(Data lines)
· · · · · · ·

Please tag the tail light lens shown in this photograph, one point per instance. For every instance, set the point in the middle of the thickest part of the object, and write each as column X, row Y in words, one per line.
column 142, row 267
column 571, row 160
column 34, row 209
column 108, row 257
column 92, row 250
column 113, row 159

· · · · · · ·

## SHORT TASK
Output the items above as a two-column CSV with the header row "prompt,points" and one row per item. Put each item's text in "prompt" and its answer in "points", quoting both fields and replacing line breaks with spaces.

## THE SOLUTION
prompt,points
"Please tag the tail light lens shown in this photograph, one point per instance. For every instance, set the point in the middle of the thickest part of the object, and write each as column X, row Y in words, one per line.","column 142, row 267 column 571, row 160 column 34, row 209 column 108, row 257 column 92, row 250 column 113, row 159"